Using dfs.datanode.max.xcievers with HBase

A Hadoop HDFS DataNode has an upper bound on the number of files that it can serve at any one time. The upper bound property is called dfs.datanode.max.xcievers (the property is spelled in the code exactly as shown here). Before loading, make sure you have configured the value for dfs.datanode.max.xcievers in the conf/hdfs-site.xmlfile to at least 4096 as shown below:

<property>
  <name>dfs.datanode.max.xcievers</name>
  <value>4096</value>
</property>

Be sure to restart HDFS after changing the value for dfs.datanode.max.xcievers. If you don't change that value as described, strange failures can occur and an error message about exceeding the number of xcievers will be added to the DataNode logs. Other error messages about missing blocks are also logged, such as:

10/12/08 20:10:31 INFO hdfs.DFSClient: Could not obtain block blk_XXXXXXXXXXXXXXXXXXXXXX_YYYYYYYY from any node:
java.io.IOException: No live nodes contain current block. Will get new block locations from namenode and retry...

Starting HBase in Standalone Mode

By default, HBase ships configured for standalone mode. In this mode of operation, a single JVM hosts the HBase Master, an HBase Region Server, and a ZooKeeper quorum peer. In order to run HBase in standalone mode, you must install the HBase Master package:

Installing the HBase Master for Standalone Operation

To install the HBase Master on Ubuntu and other Debian systems:

$ sudo apt-get install hadoop-hbase-master

To install the HBase Master On Red Hat-compatible systems:

$ sudo yum install hadoop-hbase-master

To install the HBase Master on SUSE systems:

$ sudo zypper install hadoop-hbase-master

Starting the HBase Master

On Red Hat and SUSE systems (using .rpm packages) you can start now start the HBase Master by using the included service script:

$ sudo /etc/init.d/hadoop-hbase-master start

On Ubuntu systems (using Debian packages) the HBase Master starts when the HBase package is installed.

To verify that the standalone installation is operational, visit http://localhost:60010. The list of Region Servers at the bottom of the page should include one entry for your local machine.

Note
Although you just started the master process, in standalone mode this same process is also internally running a region server and a ZooKeeper peer. In the next section, you will break out these components into separate JVMs.

If you see this message when you start the HBase standalone master:

Starting Hadoop HBase master daemon: starting master, logging to /usr/lib/hbase/logs/hbase-hbase-master/cloudera-vm.out
Couldnt start ZK at requested address of 2181, instead got: 2182.  Aborting. Why? Because clients (eg shell) wont be able to find this ZK quorum
hbase-master.

| Objectives |
- A) Please reproduce the HBase setup guide from "Starting the HBase" up to and including "into separate JVMs.".
- B) Extend the HBase setup guide, picking up right after its final line.

| Dataset section |
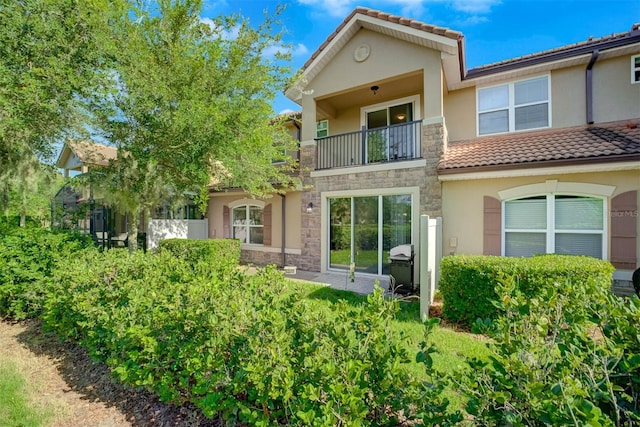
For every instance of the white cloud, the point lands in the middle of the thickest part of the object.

| Results for the exercise |
- A)
Starting the HBase Master

On Red Hat and SUSE systems (using .rpm packages) you can start now start the HBase Master by using the included service script:

$ sudo /etc/init.d/hadoop-hbase-master start

On Ubuntu systems (using Debian packages) the HBase Master starts when the HBase package is installed.

To verify that the standalone installation is operational, visit http://localhost:60010. The list of Region Servers at the bottom of the page should include one entry for your local machine.

Note
Although you just started the master process, in standalone mode this same process is also internally running a region server and a ZooKeeper peer. In the next section, you will break out these components into separate JVMs.

- B)
you will need to stop the hadoop-zookeeper-server or uninstall the hadoop-zookeeper-server package.

Accessing HBase by using the HBase Shell

After you have started the standalone installation, you can access the database by using the HBase Shell:

$ hbase shell
HBase Shell; enter 'help<RETURN>' for list of supported commands.
Type "exit<RETURN>" to leave the HBase Shell
Version: 0.89.20100621+17, r, Mon Jun 28 10:13:32 PDT 2010
 
hbase(main):001:0> status 'detailed'
version 0.89.20100621+17
0 regionsInTransition
1 live servers
    my-machine:59719 1277750189913
        requests=0, regions=2, usedHeap=24, maxHeap=995
        .META.,,1
            stores=2, storefiles=0, storefileSizeMB=0, memstoreSizeMB=0, storefileIndexSizeMB=0
        -ROOT-,,0
            stores=1, storefiles=1, storefileSizeMB=0, memstoreSizeMB=0, storefileIndexSizeMB=0
0 dead servers

Using MapReduce with HBase

To run MapReduce jobs that use HBase, you need to add the HBase and Zookeeper JAR files to the Hadoop Java classpath. You can do this by adding the following statement to each job:

TableMapReduceUtil.addDependencyJars(job);

This distributes the JAR files to the cluster along with your job and adds them to the job's classpath, so that you do not need to edit the MapReduce configuration.

You can find more information about addDependencyJars here.

When getting an Configuration object for a HBase MapReduce job, instantiate it using theHBaseConfiguration.create() method.

Configuring HBase in Pseudo-distributed Mode

Pseudo-distributed mode differs from standalone mode in that each of the component processes run in a separate JVM.

Note
If the HBase master is already running in standalone mode, stop it by running /etc/init.d/hadoop-hbase-master stop before continuing with pseudo-distributed configuration.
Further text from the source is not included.